-- Texte --
De Sainte Eugénie à Noël
 
 
Il semble plausible que vers les VIII et IXeme siècle, des pèlerins nimois, rentrant de Terre Sainte, aient rapporté des reliques de la sainte martyre romaine décapitée en 257.
D’ailleurs, à cette époque, le culte de Sainte Eugénie était très répandu, tant en Occident qu’en Orient et surtout en Espagne.
En Italie, à Ravenne, dans l’église de Saint Appolinaire-le-neuf, (construite vers 520), la nef est ornée d’une mosaïque où Ste Eugénie figure dans le cortège. A Nîmes, la chapelle dédiée à la sainte, est le plus ancien lieu de culte toujours utilisé.
Dans toutes les archives consultées, sa fête est inscrite au 25 décembre, soit le VIII des calendes de janvier. Ce n’est qu’en 440 que le Pape Jules Ier institua la fête de la nativité (noël) sur l’ensemble de la chrétienté. Donc, dés cette époque, Noël repousse la célébration de la fête de Ste Eugénie au 8eme jour de janvier.
Le Missel de Nîmes, imprimé pour la première fois en 1511, garde au 8 janvier cet évènement. Il est resté propre au diocèse de Nîmes jusqu’à la réforme liturgique de Pie X, au XXeme siècle.
Aujourd’hui Ste Eugénie est honorée le 7 février.
Dans sa chapelle, rue Ste Eugénie à Nîmes, on retrouve dans le chœur, en soubassement de l'autel, sa représentation dans le tombeau.
Les événements qui ont marqué la vie de la sainte martyre d’un coté, et la plus ancienne chapelle nîmoise de l’autre sont liés par des anecdotes qui sortent de l’ordinaire.
 
Sainte Eugénie - Le personnage.
 
L’histoire.
Vierge martyre, Sainte Eugénie a été décapitée à Rome en 257 de notre ère, sous l’empereur Valérien.
D'après la liste des martyres romains, elle fut enterrée au cimetière d’Apronien sur la "Via latina".
Un document du VIIe siècle indique que son tombeau fut érigé en basilique Ste Eugénie, assez ancienne pour avoir été restaurée une première fois par le pape Jean VII (705-707) puis par le pape Hadrien Ier (772-795).
 
La légende.
Eugénie était fille de Philippe, gouverneur d’Alexandrie en Egypte. A 16 ans, elle avait lu tous les auteurs grecs et latins, et passait pour la plus jolie fille de la ville.
Elle se convertit en passant devant un couvent de moines qui chantaient les épîtres de Paul "selon le livre des Apôtres".

-- Contenu des données --
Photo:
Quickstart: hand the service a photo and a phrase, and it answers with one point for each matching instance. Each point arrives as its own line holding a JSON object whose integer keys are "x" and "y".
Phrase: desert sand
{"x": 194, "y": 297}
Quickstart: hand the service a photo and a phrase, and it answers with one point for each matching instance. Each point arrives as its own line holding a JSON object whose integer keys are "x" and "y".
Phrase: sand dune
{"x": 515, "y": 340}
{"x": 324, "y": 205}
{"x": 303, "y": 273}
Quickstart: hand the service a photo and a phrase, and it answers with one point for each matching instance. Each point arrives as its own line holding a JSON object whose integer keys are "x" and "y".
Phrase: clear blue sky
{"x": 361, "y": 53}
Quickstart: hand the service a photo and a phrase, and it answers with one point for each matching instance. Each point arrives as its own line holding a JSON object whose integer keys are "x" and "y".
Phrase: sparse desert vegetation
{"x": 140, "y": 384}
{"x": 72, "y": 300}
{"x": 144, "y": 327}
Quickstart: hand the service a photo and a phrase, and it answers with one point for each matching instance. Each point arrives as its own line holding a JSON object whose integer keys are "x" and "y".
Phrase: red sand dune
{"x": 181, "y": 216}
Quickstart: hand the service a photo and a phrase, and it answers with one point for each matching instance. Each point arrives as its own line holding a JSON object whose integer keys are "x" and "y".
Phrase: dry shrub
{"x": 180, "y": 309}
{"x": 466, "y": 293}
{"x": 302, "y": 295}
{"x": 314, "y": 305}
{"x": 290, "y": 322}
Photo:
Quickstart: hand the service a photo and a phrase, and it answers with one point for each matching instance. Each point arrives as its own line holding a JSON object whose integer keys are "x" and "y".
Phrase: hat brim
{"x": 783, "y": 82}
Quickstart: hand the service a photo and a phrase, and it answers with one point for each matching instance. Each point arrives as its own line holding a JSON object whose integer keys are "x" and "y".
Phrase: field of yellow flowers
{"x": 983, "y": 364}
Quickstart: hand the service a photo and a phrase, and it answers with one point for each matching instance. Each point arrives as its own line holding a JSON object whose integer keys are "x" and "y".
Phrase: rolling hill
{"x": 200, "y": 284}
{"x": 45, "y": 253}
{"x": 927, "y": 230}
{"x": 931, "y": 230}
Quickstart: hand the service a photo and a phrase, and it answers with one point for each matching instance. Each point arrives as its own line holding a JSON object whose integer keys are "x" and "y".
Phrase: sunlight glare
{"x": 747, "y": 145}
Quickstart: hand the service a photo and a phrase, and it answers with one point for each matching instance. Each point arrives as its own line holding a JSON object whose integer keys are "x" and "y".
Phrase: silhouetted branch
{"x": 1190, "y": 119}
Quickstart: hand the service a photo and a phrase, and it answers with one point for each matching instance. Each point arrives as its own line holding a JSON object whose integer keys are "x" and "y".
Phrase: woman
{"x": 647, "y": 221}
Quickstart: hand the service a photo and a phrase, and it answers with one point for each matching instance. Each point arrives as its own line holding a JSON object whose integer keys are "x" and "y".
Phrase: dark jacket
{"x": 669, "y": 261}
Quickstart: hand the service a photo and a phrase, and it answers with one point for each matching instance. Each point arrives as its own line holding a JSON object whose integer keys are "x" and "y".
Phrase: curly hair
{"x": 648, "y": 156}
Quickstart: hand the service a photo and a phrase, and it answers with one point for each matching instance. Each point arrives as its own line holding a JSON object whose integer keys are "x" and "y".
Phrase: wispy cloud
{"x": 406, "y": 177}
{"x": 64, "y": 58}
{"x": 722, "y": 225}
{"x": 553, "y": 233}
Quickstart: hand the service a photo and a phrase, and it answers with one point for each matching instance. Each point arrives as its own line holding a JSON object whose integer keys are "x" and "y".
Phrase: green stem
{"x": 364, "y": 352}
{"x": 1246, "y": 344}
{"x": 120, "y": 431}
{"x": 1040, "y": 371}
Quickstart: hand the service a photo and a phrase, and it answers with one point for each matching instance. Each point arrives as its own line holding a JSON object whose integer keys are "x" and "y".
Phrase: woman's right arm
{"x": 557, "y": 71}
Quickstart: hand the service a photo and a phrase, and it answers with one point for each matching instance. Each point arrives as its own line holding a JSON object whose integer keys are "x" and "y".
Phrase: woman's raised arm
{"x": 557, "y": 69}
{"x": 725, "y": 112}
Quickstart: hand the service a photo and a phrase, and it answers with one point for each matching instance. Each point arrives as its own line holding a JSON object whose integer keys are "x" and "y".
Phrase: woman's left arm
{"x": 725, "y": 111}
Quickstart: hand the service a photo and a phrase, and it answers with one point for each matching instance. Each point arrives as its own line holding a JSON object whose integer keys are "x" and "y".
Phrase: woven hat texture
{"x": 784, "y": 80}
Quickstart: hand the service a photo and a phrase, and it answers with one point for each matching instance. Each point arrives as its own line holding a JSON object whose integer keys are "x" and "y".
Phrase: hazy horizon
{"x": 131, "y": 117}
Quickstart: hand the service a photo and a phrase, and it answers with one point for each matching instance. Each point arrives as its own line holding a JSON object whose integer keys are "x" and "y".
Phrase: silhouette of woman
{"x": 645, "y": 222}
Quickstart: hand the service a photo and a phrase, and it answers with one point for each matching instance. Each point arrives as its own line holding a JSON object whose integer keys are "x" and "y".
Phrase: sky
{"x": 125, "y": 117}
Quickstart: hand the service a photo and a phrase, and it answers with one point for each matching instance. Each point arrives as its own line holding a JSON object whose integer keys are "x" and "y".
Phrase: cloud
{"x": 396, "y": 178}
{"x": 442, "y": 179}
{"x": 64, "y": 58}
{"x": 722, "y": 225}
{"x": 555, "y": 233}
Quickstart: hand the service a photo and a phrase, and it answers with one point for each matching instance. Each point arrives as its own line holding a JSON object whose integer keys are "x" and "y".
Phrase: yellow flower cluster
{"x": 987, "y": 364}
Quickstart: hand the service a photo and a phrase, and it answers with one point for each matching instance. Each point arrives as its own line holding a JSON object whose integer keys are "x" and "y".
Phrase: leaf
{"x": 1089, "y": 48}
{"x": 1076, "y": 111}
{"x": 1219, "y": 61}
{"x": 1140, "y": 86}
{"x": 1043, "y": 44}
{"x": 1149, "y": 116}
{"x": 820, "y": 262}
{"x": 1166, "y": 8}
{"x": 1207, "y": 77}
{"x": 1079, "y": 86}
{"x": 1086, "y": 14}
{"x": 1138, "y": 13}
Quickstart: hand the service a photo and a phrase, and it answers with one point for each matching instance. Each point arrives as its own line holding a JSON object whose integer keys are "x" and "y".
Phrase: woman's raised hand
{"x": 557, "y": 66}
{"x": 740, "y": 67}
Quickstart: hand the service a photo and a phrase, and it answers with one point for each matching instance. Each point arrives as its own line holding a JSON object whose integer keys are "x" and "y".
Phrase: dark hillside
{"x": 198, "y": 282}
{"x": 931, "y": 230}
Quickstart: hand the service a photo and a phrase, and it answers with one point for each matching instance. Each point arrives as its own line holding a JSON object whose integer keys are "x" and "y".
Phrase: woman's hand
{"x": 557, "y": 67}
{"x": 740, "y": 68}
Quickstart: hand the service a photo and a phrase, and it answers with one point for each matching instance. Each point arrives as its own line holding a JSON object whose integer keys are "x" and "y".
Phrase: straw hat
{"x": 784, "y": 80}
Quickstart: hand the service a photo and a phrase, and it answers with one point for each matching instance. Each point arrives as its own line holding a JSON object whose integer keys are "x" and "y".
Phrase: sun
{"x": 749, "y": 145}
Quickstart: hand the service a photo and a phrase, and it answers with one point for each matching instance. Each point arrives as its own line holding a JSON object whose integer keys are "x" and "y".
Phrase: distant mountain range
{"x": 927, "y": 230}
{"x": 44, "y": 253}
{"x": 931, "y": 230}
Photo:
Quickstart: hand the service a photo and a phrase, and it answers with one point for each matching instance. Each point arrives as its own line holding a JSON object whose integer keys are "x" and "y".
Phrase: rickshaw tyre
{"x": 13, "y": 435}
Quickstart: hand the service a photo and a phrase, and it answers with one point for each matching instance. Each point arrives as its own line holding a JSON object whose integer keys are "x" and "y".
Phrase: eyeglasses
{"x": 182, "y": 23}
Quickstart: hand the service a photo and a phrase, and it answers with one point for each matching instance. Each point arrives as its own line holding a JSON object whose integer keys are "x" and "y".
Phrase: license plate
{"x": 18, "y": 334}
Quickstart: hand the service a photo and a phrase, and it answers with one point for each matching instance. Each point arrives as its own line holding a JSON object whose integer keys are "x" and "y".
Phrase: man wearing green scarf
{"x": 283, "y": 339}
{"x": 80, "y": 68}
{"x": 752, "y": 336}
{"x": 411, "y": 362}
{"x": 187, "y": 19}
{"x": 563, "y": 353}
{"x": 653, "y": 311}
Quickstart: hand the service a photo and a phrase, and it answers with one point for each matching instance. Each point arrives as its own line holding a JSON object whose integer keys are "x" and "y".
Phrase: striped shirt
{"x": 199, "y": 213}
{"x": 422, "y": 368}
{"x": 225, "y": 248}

-- Consigne --
Poursuivez le texte sur sainte Eugénie à partir de sa dernière phrase. Le listing constitue un matériau à part, distinct du texte.

-- Réponse attendue --
Ayant revêtu des habits d’hommes, elle entra au couvent et se fit recevoir parmi les moines, qui élurent bientôt Eugène comme leur abbé.
Plus tard une certaine Mélanthia, accuse le "père Eugène" de l’avoir violée et rendue mère. Elle s’en plaint au gouverneur Philippe, qui décide de "le" jeter aux lions. Mais Eugénie préfère révéler la vérité, déchire sa tunique, et montre à la foule un sein qui n’a rien de masculin. L’affaire s’arrête là… Eugénie est innocentée !
Par la suite elle regagne Rome pour y fonder un monastère de religieuses.
Accusée de Christianisme, elle est conduite au temple de Diane, dont l’idole disparaît subitement.
Attachée à une pierre, elle est jetée dans le Tibre, elle surnage.
Précipitée dans le feu, celui-ci s’éteint.
Laissée en prison sans nourriture, elle est rassasiée par le Christ.
Il fallut la décapiter en 257 pour mettre fin à ses prodiges.
 
Sainte Eugénie
 
L’édifice

 
On découvre l’existence de l’église Ste Eugénie, dans le cartulaire du Chapitre de Nîmes, lors d’une donation faite le 23 janvier 956. Cette information fait de Ste Eugénie le plus ancien édifice réservé au culte encore en activité de nos jours.
Même la cathédrale St Castor ne conserve qu’une partie infime de sa configuration romane. A la même époque, elle était inversée et son abside se trouve actuellement sous la place aux herbes.
De sa construction romane, la chapelle Ste Eugénie garde la structure de sa nef formée de 3 travées voûtées en berceau. Son chœur, fait apparaître un style ogival du XVeme siècle, et sa façade actuelle en ciment, cache les vestiges d’une façade romane très dégradée, avec notamment une pierre de forte assise pouvant dater de l’époque romaine.
Tout au long du moyen âge, on retrouve une vie liturgique très régulière dans cette chapelle dépendante du chapitre de Nîmes.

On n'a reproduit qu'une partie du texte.